Exercices à traiter:
1. Résumez en deux phrases le texte sur la crise du socialisme.
2. Poursuivez le texte sur la crise du socialisme à partir de sa dernière phrase.

Le 29 mai 2005 a été doublement un maelström pour le Parti socialiste. Une nette majorité de ses électeurs s’est désolidarisée des choix faits en faveur du « oui » par ses militants à l’automne dernier. Et, pour la première fois depuis quelque vingt-cinq ans, les positions prises par les socialistes n’ont pas été hégémoniques dans le peuple de gauche. Les élections européennes de 2004 avaient été interprétées comme une « divine surprise » pour des socialistes harassés par le désastre de Lionel Jospin deux ans plus tôt. Le 29 mai a remis les pendules à l’heure, mais pas dans le bon sens pour le parti dominant de la gauche française.

On aurait tort de rester l’œil fixé sur l’Hexagone. Comme nous le suggérions dans la précédente livraison de Regards, c’est à l’échelle européenne que le socialisme est en question. Il y a quelques mois, le vibrionnant Tony Blair avait été réélu, mais avec une majorité bien moins confortable qu’il n’en avait jusqu’alors. Quant à Gerhard Schröder, il vient de limiter les dégâts grâce à la frénésie ultralibérale de sa concurrente de la CDU, mais il a reculé sensiblement et n’a pu empêcher l’émergence prometteuse, sur sa gauche, du tout nouveau Linkspartei. A la fin des années 1990, la « vague rose » qui déferlait sur l’Union européenne laissait entendre que le socialisme européen pouvait retrouver son équilibre, après les déboires de la charnière 1970-1980. En 1999, le congrès du Parti socialiste européen réuni à Milan se proposait, par la bouche de l’Allemand Rudolf Scharping, d’élaborer un projet ambitieux « pour créer l’Europe que nous voulons ». En fait, la demande du responsable social-démocrate n’a pas eu d’effet réel.

La propension libérale

Il est vrai que la mise au clair d’un projet socialiste partagé aurait signifié une rupture difficile à assumer, dans une Europe meurtrie par deux décennies de choix libéraux conséquents. Au moment où les socialistes européens se mettent au travail, en 1999, le curseur s’est déjà déplacé vers la droite du vieux courant socialiste. Le ton, alors, commence à être donné par le néotravaillisme de Tony Blair. A la base de son affirmation, se trouve l’idée que le socialisme ne doit plus faire de la redistribution la base de son credo. L’essentiel, dit le leader britannique, est de produire de la croissance et donc d’admettre de la « flexibilité ». L’économie n’est ni de droite ni de gauche, se plaît-il à affirmer. La compétitivité devient le maître mot, y compris du « modèle social européen ». Le socialisme est donc sommé de considérer que le desserrement des présumées « contraintes administratives » est la base de tout projet pensable. Créons de la richesse, la redistribution viendra ensuite... Version à peine modernisée du fameux « théorème de Schmidt » des années 1970 : les profits d’aujourd’hui sont les emplois de demain.

Données fournies:
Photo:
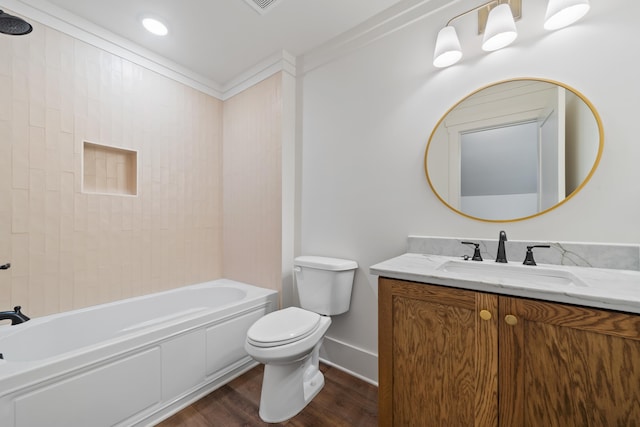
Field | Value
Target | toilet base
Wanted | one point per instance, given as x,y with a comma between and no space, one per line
287,389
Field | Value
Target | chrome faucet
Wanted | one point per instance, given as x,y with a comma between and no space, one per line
502,255
16,316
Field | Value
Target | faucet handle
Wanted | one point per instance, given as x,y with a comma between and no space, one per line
528,259
476,250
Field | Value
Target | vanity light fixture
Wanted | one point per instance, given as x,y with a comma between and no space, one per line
561,13
500,30
155,27
496,20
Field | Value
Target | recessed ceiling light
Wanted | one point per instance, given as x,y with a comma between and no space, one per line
154,26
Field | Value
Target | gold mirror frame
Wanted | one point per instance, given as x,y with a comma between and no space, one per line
568,197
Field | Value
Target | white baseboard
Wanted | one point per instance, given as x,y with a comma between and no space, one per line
353,360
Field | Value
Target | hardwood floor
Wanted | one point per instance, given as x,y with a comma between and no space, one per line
344,401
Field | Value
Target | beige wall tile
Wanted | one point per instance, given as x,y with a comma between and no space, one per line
252,201
69,249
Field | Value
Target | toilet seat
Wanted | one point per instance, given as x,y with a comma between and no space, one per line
283,327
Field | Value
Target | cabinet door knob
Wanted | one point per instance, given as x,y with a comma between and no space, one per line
511,319
485,314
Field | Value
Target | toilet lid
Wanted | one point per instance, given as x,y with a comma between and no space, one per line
283,327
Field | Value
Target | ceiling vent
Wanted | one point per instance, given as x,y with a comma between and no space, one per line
262,6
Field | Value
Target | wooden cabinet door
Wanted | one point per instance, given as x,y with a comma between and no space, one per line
565,366
438,357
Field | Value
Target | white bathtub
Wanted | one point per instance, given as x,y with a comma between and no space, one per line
127,363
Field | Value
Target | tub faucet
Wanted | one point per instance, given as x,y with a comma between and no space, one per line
16,316
502,255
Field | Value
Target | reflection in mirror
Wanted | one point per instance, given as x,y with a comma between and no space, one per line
514,150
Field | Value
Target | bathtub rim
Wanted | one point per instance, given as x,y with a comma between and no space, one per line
84,359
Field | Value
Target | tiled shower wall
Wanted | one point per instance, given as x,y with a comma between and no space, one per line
70,249
253,184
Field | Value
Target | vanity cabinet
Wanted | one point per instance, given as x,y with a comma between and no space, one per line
455,357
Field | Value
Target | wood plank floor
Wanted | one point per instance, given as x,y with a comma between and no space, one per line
344,401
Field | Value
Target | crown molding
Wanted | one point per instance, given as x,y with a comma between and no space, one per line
59,19
381,25
281,61
399,16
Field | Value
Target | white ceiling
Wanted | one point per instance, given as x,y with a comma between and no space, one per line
220,39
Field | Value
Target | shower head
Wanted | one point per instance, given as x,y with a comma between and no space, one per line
13,25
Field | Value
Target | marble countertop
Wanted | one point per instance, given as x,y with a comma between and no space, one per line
596,287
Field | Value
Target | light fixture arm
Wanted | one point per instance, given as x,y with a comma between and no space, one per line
471,10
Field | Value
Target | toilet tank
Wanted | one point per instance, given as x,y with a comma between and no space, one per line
324,284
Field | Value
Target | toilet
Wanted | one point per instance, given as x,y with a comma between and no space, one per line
288,341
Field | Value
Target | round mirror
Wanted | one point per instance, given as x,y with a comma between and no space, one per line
514,150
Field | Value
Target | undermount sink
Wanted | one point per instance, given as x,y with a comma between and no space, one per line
516,274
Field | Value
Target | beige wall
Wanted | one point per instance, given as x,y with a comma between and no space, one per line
253,184
70,249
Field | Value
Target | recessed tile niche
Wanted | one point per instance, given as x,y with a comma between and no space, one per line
109,170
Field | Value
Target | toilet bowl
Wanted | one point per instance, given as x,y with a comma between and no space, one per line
288,341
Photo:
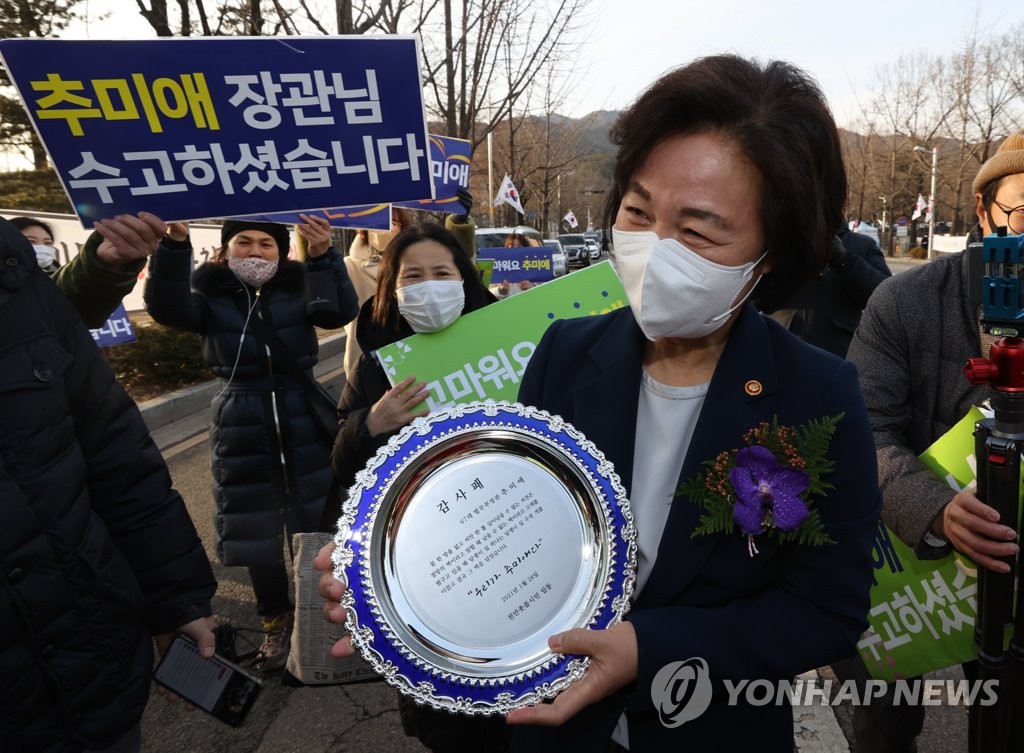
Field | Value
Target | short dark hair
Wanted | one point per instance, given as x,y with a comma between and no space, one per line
23,222
778,118
385,306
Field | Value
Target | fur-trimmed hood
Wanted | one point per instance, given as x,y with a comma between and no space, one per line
213,278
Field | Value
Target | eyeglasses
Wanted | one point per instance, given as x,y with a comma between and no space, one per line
1015,218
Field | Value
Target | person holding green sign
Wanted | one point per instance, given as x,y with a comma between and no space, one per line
918,331
425,282
745,453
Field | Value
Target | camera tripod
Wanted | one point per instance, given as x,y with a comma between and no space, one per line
998,443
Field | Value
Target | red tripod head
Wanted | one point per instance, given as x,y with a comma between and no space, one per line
1004,368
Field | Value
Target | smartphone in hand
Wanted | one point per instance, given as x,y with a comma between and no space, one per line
216,685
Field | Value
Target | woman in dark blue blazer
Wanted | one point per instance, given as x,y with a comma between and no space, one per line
728,183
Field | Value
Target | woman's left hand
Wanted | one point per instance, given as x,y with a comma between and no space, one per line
612,665
316,231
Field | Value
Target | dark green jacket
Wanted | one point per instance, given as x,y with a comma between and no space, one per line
93,287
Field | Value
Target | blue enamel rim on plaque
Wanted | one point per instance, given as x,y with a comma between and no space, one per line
423,661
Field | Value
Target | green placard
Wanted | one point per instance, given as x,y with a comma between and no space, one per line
484,353
923,611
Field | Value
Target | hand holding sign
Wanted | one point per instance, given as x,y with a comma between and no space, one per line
127,237
395,408
316,231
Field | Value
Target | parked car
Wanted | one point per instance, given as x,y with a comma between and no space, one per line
494,238
559,259
576,249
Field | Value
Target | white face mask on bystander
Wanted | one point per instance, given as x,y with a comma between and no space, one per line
44,254
675,292
432,304
252,269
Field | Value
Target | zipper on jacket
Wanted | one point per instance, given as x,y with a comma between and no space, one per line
273,404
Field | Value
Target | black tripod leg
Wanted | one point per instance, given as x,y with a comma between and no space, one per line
998,485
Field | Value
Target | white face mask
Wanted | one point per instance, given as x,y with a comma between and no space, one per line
673,291
251,269
44,255
431,305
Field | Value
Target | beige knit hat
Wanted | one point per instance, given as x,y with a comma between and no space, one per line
1008,160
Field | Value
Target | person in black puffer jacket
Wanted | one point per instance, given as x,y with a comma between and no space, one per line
97,549
270,469
426,281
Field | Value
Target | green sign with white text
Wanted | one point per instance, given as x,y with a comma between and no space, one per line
484,353
923,611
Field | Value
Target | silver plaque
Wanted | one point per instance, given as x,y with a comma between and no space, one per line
469,539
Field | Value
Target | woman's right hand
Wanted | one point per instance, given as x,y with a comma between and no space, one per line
394,409
332,590
129,237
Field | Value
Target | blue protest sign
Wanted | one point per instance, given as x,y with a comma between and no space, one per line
516,264
371,216
217,127
117,329
450,160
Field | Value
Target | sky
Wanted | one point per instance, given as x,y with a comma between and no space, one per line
626,44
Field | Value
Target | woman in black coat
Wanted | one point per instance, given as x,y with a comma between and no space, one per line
269,463
424,284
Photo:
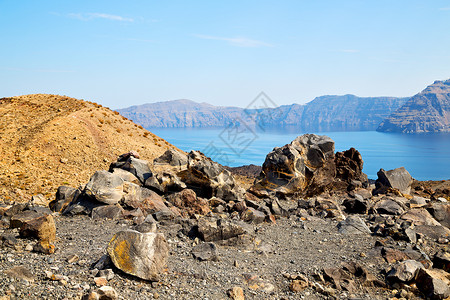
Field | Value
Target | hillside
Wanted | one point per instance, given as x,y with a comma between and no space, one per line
428,111
326,113
48,140
347,112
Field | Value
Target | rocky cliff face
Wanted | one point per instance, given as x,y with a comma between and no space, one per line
428,111
326,113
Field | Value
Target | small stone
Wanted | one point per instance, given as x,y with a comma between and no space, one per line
72,258
298,285
205,251
100,281
107,293
92,296
20,272
434,283
107,273
236,293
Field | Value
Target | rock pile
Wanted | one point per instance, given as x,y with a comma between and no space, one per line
307,167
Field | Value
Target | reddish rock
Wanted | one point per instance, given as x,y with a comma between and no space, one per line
189,204
42,228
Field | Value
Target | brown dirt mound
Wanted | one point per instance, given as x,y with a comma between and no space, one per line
49,140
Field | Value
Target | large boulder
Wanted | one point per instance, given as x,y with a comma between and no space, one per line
135,166
189,204
143,255
349,165
209,179
305,165
172,158
399,179
105,187
139,197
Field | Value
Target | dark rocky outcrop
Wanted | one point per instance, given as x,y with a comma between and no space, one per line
428,111
307,166
399,179
209,179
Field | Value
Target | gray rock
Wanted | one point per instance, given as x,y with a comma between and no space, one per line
205,251
419,200
441,212
106,273
356,205
172,157
107,293
353,225
442,261
220,229
389,207
126,176
112,212
140,254
81,205
135,166
398,178
20,272
209,179
105,187
252,215
433,283
405,271
305,165
64,196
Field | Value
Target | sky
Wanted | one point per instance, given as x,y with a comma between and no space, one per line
123,53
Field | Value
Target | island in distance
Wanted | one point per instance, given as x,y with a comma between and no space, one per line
428,111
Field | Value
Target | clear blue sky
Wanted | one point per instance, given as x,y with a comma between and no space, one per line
122,53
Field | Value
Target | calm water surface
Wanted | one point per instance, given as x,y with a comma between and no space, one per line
425,156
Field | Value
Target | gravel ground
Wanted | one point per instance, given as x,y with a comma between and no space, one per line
291,246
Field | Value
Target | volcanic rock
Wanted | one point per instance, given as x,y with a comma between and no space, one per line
205,251
404,271
140,254
399,179
188,202
135,166
305,165
209,179
172,158
353,225
42,228
349,165
105,187
434,283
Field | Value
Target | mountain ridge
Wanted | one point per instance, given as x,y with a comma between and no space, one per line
425,112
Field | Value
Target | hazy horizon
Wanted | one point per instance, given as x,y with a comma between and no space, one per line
223,53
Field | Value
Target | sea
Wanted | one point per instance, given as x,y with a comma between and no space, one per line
425,156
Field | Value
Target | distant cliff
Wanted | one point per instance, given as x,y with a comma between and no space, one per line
326,113
428,111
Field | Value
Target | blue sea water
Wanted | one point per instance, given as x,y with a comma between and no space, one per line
425,156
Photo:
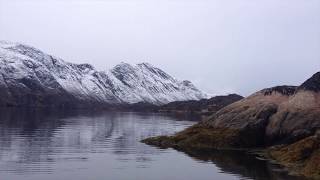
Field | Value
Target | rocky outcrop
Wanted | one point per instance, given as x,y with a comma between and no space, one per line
203,106
279,115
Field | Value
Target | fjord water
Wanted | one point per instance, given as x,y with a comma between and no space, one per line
51,145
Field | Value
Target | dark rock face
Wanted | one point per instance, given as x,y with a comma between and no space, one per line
205,106
285,90
312,84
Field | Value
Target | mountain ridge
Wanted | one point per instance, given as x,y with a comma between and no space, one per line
28,73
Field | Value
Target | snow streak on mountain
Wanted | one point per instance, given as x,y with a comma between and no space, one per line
30,77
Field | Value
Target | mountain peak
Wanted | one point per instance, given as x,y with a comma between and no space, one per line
312,84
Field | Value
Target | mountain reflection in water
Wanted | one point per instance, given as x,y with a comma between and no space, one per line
62,144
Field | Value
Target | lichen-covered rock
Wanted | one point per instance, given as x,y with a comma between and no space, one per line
283,115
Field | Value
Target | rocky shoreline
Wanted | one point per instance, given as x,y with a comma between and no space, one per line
283,121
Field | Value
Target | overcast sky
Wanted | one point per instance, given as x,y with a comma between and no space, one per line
223,46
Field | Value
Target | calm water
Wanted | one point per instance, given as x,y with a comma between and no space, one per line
51,145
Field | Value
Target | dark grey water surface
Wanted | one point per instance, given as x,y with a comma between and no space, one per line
52,145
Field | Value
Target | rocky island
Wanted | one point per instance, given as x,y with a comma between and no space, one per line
283,121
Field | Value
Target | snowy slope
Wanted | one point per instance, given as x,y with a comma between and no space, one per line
26,71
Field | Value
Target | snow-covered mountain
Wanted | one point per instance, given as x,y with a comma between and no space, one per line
30,77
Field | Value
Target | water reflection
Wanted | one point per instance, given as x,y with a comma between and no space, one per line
55,144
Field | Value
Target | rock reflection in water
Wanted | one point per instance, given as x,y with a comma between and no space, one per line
64,144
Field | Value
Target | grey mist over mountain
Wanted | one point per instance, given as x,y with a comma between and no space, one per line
230,46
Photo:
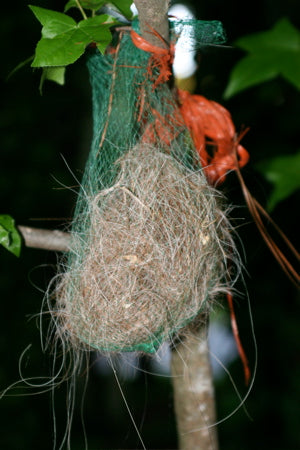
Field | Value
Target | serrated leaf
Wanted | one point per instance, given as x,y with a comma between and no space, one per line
283,173
9,235
56,74
270,54
54,23
19,66
124,7
63,42
93,5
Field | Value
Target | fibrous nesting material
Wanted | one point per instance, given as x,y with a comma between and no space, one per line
149,241
152,257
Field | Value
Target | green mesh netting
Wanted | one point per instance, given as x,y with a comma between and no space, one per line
149,242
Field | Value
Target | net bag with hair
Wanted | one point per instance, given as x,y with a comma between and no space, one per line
149,238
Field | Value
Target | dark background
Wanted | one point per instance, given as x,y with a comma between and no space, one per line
35,131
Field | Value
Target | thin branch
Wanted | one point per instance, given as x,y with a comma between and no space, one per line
191,370
193,391
56,240
153,15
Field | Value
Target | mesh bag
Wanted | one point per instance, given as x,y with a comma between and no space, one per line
149,239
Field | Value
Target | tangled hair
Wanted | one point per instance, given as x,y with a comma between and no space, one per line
152,258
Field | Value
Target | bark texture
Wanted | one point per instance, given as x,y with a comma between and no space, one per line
153,16
194,391
45,239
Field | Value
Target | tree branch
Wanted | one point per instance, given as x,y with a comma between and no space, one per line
193,390
153,16
191,371
45,239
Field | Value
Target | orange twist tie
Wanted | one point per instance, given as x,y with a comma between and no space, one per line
210,124
161,58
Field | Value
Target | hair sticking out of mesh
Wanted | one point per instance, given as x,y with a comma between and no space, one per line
153,257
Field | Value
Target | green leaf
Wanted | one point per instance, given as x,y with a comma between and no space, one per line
283,173
54,23
270,54
56,74
9,235
19,66
93,5
64,41
124,7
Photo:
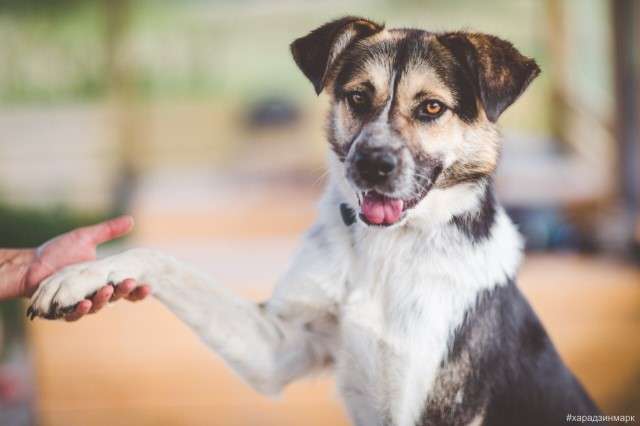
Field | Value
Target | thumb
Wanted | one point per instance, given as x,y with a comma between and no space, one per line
108,230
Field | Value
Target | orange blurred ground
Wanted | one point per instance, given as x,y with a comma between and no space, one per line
138,365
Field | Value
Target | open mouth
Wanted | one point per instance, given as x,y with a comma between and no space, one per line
381,210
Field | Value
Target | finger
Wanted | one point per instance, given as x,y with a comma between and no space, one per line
80,310
123,289
139,293
108,230
101,298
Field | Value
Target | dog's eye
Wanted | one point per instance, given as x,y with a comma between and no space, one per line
430,110
358,101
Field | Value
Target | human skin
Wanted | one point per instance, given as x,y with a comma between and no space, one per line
22,270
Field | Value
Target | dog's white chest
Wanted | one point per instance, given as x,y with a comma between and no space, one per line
396,322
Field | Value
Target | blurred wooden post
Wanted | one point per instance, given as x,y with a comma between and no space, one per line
557,42
120,77
626,34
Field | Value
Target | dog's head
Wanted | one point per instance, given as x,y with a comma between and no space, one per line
411,110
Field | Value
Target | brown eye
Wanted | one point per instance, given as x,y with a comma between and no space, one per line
431,109
358,101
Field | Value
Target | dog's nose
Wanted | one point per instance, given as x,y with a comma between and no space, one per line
375,165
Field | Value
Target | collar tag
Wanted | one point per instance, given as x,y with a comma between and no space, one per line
348,214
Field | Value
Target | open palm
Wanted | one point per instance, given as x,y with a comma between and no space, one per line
80,246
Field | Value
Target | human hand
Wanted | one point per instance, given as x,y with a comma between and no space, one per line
77,246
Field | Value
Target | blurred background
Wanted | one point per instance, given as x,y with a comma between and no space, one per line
192,116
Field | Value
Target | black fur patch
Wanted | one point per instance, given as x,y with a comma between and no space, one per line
503,367
476,225
498,72
348,214
312,52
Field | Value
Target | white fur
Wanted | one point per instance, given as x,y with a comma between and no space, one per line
381,303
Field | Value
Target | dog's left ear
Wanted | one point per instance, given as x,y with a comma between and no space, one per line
497,70
316,52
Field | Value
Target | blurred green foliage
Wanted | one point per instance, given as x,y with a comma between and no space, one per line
29,227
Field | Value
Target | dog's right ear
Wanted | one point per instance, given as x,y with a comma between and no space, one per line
316,52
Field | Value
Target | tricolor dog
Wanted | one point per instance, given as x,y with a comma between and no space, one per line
405,285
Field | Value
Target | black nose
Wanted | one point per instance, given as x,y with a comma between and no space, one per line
375,165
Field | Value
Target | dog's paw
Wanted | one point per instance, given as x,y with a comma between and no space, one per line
59,294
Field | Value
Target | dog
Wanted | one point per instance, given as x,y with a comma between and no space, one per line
405,284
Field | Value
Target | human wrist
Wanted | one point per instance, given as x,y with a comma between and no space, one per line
14,270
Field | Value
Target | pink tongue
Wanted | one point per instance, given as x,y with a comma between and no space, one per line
378,209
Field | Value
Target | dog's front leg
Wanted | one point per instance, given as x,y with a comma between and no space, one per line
265,349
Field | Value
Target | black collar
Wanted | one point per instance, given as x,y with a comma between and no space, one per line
348,214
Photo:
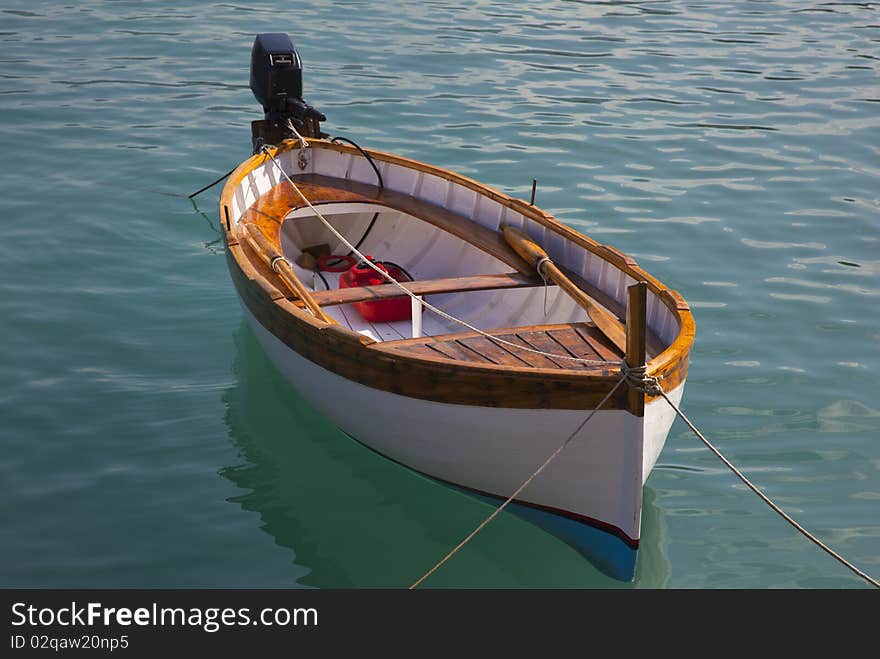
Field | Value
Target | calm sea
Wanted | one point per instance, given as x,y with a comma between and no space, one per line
733,148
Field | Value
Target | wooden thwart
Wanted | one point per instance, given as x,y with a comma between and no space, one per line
424,287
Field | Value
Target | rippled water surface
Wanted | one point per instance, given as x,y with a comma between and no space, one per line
733,148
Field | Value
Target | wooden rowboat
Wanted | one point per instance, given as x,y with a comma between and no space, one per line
480,406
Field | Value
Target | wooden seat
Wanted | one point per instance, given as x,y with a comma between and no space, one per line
424,287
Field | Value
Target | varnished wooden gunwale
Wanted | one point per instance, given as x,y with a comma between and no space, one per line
438,378
270,210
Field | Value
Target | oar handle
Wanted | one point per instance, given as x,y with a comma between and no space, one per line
275,260
534,255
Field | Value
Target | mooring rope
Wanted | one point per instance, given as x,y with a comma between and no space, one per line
765,498
406,291
516,492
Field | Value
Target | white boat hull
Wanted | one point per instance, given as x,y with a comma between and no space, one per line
590,496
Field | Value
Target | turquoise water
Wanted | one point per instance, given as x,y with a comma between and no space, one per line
733,148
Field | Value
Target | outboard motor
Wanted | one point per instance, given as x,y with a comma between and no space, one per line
276,81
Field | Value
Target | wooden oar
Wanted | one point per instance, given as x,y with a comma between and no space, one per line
275,260
533,254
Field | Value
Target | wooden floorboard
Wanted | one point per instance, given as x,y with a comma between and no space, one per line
578,340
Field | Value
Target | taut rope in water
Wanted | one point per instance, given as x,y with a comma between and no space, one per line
520,488
766,499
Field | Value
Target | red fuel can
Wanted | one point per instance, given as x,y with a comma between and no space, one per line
380,311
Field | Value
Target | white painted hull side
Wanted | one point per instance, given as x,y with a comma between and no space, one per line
598,477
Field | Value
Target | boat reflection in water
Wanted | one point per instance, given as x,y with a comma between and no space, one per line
353,519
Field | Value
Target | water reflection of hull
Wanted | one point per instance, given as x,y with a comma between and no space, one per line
353,519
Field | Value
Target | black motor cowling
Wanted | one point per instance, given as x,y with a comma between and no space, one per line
276,81
276,72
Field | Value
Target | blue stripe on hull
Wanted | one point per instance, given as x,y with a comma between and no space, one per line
606,551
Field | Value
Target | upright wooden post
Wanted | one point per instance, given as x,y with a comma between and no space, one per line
636,335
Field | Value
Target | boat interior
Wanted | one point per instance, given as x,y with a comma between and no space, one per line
454,264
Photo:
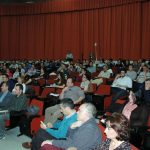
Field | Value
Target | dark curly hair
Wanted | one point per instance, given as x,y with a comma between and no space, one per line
121,125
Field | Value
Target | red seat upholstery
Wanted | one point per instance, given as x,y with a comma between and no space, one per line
41,82
102,129
36,90
103,90
46,91
39,104
35,124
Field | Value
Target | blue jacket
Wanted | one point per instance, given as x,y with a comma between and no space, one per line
62,127
85,137
6,101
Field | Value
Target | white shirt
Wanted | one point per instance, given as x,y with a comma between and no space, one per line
123,83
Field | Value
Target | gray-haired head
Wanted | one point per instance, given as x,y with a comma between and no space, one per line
90,109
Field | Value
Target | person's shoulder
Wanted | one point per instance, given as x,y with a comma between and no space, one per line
125,146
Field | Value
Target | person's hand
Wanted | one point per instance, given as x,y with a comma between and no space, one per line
65,89
76,124
42,125
46,142
49,125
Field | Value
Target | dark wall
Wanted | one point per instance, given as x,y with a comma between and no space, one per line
121,29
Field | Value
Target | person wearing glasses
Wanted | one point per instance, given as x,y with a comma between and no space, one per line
117,133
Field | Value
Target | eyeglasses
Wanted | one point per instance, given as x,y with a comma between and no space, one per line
108,127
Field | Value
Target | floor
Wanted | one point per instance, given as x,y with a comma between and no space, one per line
12,142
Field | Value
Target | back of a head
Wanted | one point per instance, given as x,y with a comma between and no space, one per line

Réponses attendues:
1. Le 29 mai 2005, une nette majorité des électeurs socialistes s'est désolidarisée du « oui » choisi par les militants, et, pour la première fois depuis quelque vingt-cinq ans, les positions du Parti socialiste n'ont pas été hégémoniques dans le peuple de gauche. C'est pourtant à l'échelle européenne que le socialisme est en question, et dès 1999 le curseur s'était déplacé vers la droite sous l'influence du néotravaillisme de Tony Blair, qui place la croissance, la flexibilité et la compétitivité avant la redistribution.

2.
Or, à la fin des années 1990, les socialistes français : gauche plurielle oblige : ne peuvent s’engager franchement sur cette ligne de la flexibilité. Le parti de Lionel Jospin et de François Hollande veut incarner un autre socialisme que celui du Premier ministre de Sa Majesté. Il se heurte toutefois à un double problème. Tout d’abord, derrière l’opposition des mots, la réalité des politiques suivies a du mal à distinguer franchement le socialisme des deux côtés du Channel. La propension libérale est certes plus timide du côté français, mais dans les deux cas la même logique de l’empowerment semble se manifester pour ce qui est de la propriété publique : pour les socialistes européens désormais, si l’universalité de l’accès au service public implique la nécessité d’un financement public maintenu a minima, l’exigence de qualité pousserait plutôt au recours, soit à du financement privé, soit à des prestataires privés. De même, le second gouvernement Jospin n’hésite pas, lui non plus, à manifester son intérêt pour la logique sécuritaire qui est un des chevaux de bataille du pouvoir néotravailliste.

Le second problème tient à ce que le mouvement ouvrier français n’a pas connu, tout au moins avec la même violence, la défaite cuisante du syndicalisme britannique des années 1980. La lutte syndicale s’est assoupie dans ses formes les plus virulentes : la grève ; elle n’a pas disparu dans ses soubassements. Quand le « mouvement social » relève la tête, à partir de 1993-1995, il trouve à ses côtés un syndicalisme ébranlé mais pas terrassé. La thématique de la « modernisation » blairiste a ainsi du mal à se déployer, dans une gauche sociale et politique qui, pour n’être pas toujours guillerette, n’en est pas pour autant un vaste champ de ruines. La débâcle du 22 avril 2002 a sonné ainsi comme une vigoureuse alarme. Le 29 mai 2005 n’a été que la réplique du séisme précédent.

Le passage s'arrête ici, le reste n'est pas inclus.